[Page excerpt]

With that understand, I want to jump right into a discussion of the types of preaching used by the early Congregational missionaries. The ways used to proclaim the Gospel were more varied than the languages used to communicate the message.

Daniel Poor in what is modern day Sri Lanka used various methods of preaching the Gospel, “principally in connection with the schools under my care.” The medium, or method of access he used to deliver the Gospel message varied depending on whether he was speaking to students or adults. Levi Spaulding and Winslow “pitched a tent; and at evening held a general meeting.” They followed up the tent meeting the next day by going house to house and conversing “with the people wherever we could find them.”

Throughout the period under consideration, street preaching was a popular method of prlaiming the gospel. The first missionaries preached in a manner “more or less public.” In 1833, the entire street preaching process is described. “The missionary goes out and commences a conversation with one or two, and soon others collect around him.” The address was tailored to the ever shifting audience. Twenty or thirty people listen at any one time, with approximately one hundred listening at some point during a half hour period. In contrast to such communicating methods as dialogue, the street preaching was often polemic in form.

Some missionaries drew up plans for preaching. Hall, Newell and Nott prepared “Thoughts on Various Methods of Advancing the Cause of Christ by Missionaries at Bombay.” A joint letter in the next decade shows continuity with the plan. “We still continue our usual method of addressing the Gospel to the people, by the way side, in the field, at their houses, and in their assemblies, as we meet with them on going out for the purpose daily. Besides this, we avail ourselves of opportunities, which we esteem suitable, of making regular appointments, in various places [and times]… according to our ability and the prospect of collecting the people.”

Winslow wrote that we “need traveling preachers to proclaim more extensively the glad tidings of salvation, but the plan of our mission has been rather to cultivate a little ground well, than to scatter our labor over a large surface of country.”

[Task set]
1. In the excerpt on early missionary preaching, how many people listened at any one time to a street preacher?
2. Quote the excerpt on early missionary preaching word for word between "With that understand, I" and "communicate the message.", inclusive.
3. Pick up the excerpt on early missionary preaching after its final sentence and write what comes next.

[Data supplied]
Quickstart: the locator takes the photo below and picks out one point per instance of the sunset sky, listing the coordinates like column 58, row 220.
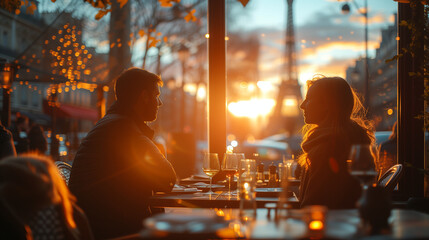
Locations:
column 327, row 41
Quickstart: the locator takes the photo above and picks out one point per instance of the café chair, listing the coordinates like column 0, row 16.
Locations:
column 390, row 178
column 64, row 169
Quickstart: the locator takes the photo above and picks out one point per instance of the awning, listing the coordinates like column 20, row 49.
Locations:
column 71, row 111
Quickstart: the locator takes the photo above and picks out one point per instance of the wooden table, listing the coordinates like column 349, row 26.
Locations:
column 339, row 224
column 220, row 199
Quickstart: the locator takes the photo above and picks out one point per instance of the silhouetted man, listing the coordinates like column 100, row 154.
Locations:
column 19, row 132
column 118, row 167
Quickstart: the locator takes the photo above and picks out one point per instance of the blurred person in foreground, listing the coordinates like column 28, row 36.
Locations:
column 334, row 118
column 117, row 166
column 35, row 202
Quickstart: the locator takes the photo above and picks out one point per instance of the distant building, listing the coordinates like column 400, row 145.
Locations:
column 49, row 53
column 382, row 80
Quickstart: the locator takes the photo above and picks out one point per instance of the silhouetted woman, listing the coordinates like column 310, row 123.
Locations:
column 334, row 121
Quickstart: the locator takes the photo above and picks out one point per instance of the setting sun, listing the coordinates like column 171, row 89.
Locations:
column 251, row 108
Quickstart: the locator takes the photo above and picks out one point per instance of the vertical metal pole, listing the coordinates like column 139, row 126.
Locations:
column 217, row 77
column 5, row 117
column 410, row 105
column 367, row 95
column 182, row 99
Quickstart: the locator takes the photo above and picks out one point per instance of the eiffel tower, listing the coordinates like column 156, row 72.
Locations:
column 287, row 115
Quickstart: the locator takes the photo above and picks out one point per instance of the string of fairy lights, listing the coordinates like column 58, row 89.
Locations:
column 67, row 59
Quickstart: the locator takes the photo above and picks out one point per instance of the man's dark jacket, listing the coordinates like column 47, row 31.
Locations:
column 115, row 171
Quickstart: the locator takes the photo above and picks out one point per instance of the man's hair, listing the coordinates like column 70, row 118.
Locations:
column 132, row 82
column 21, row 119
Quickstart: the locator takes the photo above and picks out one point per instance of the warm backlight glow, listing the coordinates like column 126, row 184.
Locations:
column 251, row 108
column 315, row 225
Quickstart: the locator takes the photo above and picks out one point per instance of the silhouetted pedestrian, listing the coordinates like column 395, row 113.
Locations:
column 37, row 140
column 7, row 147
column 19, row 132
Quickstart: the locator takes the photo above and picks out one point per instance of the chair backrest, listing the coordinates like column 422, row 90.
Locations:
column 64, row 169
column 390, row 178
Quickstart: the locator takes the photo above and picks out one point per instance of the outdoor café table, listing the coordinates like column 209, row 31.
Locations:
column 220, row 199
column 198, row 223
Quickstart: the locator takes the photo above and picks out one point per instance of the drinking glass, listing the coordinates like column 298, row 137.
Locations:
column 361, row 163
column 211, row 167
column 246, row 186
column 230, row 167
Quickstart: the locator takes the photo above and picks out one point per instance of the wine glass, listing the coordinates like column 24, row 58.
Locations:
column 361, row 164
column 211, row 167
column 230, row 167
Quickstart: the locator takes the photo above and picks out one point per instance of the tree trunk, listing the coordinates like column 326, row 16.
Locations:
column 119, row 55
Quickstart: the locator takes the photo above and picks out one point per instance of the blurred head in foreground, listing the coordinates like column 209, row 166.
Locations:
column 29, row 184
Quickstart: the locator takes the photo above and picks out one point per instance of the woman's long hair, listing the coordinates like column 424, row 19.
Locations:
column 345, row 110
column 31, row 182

---

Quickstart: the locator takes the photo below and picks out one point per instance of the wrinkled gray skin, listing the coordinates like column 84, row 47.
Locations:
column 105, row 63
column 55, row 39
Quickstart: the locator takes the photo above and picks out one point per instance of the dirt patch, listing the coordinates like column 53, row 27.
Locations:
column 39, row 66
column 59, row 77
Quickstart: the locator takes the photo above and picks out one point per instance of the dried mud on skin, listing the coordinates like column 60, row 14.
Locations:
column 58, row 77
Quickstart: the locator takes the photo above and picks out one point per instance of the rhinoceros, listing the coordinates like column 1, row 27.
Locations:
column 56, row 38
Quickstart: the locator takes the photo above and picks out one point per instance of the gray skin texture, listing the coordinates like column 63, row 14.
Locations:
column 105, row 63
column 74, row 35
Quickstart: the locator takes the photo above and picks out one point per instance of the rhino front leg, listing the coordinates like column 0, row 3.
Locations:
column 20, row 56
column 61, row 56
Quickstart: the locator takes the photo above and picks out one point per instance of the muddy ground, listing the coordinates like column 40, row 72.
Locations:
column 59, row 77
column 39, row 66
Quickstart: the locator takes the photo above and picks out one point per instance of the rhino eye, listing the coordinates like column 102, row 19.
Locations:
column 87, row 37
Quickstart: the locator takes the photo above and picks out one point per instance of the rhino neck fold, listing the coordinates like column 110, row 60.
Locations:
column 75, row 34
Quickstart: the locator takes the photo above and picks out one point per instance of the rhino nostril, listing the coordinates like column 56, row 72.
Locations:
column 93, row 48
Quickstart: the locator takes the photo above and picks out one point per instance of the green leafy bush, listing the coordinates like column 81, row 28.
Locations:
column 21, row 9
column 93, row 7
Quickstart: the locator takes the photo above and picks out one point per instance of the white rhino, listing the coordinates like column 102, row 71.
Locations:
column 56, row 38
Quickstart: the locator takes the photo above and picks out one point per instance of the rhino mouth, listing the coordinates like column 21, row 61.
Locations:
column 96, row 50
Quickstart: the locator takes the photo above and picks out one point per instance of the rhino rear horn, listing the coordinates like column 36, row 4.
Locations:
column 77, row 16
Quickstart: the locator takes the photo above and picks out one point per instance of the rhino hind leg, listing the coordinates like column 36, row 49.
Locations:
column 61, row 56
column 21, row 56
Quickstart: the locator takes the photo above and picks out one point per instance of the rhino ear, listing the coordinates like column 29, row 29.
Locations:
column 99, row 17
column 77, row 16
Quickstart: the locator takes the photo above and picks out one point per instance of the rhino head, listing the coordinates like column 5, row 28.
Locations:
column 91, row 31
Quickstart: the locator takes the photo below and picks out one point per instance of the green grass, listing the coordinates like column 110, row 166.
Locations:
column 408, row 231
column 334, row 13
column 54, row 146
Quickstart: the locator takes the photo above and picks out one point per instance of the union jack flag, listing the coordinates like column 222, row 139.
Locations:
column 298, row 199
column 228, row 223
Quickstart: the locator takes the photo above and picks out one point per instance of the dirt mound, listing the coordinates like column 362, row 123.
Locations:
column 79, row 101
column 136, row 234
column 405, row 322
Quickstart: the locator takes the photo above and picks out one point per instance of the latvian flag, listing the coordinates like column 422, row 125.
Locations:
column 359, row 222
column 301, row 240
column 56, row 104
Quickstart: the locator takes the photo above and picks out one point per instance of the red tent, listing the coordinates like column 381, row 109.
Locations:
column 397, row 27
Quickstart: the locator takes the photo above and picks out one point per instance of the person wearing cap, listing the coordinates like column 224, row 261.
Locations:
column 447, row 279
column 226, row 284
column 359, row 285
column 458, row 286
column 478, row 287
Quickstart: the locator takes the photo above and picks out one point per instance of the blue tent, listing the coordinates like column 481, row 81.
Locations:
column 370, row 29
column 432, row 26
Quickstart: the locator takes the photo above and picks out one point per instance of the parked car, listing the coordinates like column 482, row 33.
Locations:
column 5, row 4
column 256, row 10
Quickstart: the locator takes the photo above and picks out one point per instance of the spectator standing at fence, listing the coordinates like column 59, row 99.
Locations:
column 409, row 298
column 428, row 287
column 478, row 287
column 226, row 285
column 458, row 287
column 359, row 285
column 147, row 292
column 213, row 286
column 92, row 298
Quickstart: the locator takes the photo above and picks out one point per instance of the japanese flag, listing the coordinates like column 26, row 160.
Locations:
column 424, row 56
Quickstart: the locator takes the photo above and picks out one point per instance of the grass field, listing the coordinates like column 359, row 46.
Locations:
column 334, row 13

[Answers below]
1. Twenty or thirty people.

2.
With that understand, I want to jump right into a discussion of the types of preaching used by the early Congregational missionaries. The ways used to proclaim the Gospel were more varied than the languages used to communicate the message.

3.
Winslow’s words addressed the subject of the value of preaching tours. Most Board missionaries were in favor of such a method. The Bombay group estimated very highly “the importance of itinerating extensively, for the double purpose of preaching, and distributing the Scriptures and tracts.” Reflecting on the completion of a preaching tour, Allen and Read wrote that they “have seen much which shows the importance of missionaries making tours, as intimately connected with the diffusion of Christian knowledge.” By contrast, Poor appeared to downplay the value of street preaching and preaching tours, likened it to sowing seed on a river. “To preach in bazaars, and in the high ways, to men with whom we have no acquaintance, and over whom we have no influence, but by whom we are regarded with deep rooted aversions, or with dread, is like sowing seed upon a mighty and rapid stream. It is barely possible that some grains may be washed to the river side and take root.”

As is the case today, people with the same goal of reaching people with Gospel can disagree on methods. In the next article in this series I will write about strategies and other matters related to types of preaching by the Congregational missionaries. May you be blessed and find some application in and through this historical information!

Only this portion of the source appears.